[Dataset entries]
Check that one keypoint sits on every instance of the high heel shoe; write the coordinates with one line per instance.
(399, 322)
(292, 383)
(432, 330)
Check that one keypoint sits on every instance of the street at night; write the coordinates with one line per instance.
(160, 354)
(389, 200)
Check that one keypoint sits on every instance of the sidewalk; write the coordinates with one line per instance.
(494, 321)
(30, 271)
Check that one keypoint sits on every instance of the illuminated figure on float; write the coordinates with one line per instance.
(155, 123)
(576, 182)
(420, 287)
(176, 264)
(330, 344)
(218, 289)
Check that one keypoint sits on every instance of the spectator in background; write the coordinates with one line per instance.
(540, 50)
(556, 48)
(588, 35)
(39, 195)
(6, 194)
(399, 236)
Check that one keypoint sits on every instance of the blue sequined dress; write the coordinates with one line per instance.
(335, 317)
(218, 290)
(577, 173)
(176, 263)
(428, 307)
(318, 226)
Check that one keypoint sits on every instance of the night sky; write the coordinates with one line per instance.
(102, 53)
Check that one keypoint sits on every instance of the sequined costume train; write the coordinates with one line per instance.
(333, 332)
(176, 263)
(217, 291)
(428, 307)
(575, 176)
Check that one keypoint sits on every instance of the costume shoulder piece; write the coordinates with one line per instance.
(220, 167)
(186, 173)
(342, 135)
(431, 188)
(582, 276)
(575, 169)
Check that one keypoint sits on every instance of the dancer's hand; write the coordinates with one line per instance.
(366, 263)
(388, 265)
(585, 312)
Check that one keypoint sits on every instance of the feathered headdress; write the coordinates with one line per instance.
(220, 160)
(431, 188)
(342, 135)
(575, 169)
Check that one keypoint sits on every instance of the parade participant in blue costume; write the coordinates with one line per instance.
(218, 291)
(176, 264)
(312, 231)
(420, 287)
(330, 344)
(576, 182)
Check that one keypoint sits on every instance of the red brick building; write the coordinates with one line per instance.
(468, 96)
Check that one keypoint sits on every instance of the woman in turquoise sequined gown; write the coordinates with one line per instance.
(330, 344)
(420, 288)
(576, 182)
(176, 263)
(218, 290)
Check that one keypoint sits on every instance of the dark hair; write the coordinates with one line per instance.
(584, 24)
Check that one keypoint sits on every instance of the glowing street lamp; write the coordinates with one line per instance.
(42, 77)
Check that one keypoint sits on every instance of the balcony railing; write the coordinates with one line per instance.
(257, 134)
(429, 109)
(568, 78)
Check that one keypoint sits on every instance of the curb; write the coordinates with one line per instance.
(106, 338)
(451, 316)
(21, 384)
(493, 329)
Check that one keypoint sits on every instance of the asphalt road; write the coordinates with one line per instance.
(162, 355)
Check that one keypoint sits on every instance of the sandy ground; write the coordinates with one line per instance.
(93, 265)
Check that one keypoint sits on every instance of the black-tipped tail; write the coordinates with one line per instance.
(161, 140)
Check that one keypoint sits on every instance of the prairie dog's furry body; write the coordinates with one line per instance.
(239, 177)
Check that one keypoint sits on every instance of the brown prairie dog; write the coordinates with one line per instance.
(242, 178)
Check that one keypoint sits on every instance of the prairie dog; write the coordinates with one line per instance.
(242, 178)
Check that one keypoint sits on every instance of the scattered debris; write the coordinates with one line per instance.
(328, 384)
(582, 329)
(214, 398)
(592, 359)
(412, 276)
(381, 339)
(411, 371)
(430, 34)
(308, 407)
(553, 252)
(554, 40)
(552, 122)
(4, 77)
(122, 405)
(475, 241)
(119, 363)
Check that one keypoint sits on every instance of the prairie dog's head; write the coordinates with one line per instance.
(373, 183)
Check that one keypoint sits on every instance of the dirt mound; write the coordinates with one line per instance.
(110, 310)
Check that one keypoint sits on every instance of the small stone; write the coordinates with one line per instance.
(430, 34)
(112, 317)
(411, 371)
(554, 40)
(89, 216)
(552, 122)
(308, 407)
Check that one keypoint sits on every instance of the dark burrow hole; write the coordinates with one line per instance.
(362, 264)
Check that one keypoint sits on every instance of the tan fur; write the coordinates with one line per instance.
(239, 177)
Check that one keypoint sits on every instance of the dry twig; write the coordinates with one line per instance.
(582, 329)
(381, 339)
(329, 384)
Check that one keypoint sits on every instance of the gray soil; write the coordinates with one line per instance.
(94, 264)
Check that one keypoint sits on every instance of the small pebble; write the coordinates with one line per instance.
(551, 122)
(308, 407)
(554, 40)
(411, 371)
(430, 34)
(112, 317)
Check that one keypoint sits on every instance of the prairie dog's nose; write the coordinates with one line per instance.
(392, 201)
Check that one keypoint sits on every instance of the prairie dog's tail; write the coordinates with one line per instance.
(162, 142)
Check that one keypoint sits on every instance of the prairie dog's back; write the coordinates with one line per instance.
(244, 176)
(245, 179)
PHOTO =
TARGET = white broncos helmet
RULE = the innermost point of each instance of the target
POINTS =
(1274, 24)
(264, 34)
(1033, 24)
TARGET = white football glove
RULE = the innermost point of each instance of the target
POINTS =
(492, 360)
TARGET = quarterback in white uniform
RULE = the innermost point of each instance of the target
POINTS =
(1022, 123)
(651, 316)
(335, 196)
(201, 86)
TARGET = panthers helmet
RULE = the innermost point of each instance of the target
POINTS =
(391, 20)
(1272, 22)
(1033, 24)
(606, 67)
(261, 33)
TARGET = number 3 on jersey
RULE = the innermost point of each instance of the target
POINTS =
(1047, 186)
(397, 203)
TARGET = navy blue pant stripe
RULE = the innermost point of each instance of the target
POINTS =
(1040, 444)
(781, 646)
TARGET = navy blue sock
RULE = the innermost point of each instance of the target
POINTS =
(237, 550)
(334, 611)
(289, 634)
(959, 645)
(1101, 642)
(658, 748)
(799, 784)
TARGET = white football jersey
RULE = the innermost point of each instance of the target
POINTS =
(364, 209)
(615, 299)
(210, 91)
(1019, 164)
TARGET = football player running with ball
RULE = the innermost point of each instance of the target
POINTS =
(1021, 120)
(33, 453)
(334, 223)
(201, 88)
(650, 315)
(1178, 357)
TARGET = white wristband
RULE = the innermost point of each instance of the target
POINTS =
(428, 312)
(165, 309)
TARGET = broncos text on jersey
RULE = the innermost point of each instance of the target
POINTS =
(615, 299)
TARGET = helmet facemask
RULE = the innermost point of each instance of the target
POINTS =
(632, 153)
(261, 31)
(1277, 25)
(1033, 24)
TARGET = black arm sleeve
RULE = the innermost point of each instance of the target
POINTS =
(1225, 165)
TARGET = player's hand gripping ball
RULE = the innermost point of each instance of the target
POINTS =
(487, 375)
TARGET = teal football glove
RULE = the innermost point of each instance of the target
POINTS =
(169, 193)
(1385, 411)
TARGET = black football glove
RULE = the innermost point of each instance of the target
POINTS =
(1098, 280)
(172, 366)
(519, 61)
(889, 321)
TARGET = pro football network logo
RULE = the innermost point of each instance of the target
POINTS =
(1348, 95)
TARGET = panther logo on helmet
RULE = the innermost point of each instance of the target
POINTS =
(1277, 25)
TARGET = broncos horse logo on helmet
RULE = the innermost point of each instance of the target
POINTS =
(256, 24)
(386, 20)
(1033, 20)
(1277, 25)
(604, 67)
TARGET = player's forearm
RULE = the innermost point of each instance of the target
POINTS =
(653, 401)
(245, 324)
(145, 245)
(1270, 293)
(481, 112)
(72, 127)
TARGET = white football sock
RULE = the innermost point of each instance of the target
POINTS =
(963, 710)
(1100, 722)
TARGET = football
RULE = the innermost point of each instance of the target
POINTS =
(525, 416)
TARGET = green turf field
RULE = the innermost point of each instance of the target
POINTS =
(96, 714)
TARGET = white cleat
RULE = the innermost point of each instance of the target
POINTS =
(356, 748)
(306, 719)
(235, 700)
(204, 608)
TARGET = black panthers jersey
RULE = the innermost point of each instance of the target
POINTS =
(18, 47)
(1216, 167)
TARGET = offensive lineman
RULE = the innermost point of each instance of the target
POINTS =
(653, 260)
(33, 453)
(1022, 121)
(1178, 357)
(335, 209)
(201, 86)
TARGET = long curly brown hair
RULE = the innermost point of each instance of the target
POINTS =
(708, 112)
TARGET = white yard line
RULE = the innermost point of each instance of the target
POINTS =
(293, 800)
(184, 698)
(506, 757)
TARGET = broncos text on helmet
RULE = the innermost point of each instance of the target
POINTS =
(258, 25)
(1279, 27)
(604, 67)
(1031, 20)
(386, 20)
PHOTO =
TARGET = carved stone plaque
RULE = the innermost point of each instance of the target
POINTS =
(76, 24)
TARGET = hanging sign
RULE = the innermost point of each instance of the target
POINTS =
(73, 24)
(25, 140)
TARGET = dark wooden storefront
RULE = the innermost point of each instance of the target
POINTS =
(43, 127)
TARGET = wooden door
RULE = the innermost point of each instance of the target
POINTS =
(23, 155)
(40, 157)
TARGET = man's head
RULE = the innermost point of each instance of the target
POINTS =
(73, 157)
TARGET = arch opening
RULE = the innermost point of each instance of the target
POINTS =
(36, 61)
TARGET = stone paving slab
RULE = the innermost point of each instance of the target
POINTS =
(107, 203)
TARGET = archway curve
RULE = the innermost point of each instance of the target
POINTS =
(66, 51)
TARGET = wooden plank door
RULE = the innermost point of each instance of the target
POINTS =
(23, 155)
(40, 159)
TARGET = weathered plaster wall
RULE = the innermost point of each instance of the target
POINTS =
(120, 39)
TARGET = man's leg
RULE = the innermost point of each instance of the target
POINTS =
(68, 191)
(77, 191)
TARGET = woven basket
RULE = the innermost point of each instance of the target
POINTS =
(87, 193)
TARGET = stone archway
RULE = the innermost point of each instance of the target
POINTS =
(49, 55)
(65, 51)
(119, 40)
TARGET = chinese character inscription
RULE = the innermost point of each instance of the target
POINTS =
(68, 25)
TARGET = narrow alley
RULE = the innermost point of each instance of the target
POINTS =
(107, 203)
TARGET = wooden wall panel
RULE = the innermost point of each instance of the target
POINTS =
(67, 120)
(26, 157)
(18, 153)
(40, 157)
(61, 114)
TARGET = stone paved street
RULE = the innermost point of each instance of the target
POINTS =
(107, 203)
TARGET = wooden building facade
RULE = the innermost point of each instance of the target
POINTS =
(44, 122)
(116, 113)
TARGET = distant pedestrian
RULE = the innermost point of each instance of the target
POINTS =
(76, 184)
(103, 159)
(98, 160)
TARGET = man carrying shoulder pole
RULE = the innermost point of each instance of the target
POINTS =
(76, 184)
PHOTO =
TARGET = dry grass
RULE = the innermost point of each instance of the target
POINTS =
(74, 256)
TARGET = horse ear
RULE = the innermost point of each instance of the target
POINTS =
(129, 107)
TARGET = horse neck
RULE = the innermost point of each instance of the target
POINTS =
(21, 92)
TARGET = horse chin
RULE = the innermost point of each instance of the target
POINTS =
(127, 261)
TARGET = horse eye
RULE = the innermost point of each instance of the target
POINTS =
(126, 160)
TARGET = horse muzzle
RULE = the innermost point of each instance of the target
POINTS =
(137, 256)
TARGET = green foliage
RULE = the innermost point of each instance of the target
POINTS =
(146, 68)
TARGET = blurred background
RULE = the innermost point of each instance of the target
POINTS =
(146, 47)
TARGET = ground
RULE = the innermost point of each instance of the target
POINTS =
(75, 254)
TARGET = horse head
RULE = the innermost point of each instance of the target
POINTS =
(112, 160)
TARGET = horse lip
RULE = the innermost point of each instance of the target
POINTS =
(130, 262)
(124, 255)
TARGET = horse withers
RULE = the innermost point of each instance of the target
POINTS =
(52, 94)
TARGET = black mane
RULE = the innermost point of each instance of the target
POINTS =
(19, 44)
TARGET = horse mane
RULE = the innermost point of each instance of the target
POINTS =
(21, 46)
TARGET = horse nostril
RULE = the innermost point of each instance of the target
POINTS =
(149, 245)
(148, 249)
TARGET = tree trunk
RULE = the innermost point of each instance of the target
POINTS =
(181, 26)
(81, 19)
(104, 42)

- **Exercise**:
Which lines above run from the one containing "TARGET = white broncos helmet" to the one containing "TARGET = quarterback in white uniform"? Give them again exactly, both ends included.

- **Written answer**:
TARGET = white broncos helmet
RULE = the innermost point of each instance of the target
POINTS =
(1274, 24)
(264, 34)
(1033, 24)
TARGET = white football glove
RULE = the innermost point of each instance of the target
POINTS =
(492, 360)
TARGET = quarterback in white uniform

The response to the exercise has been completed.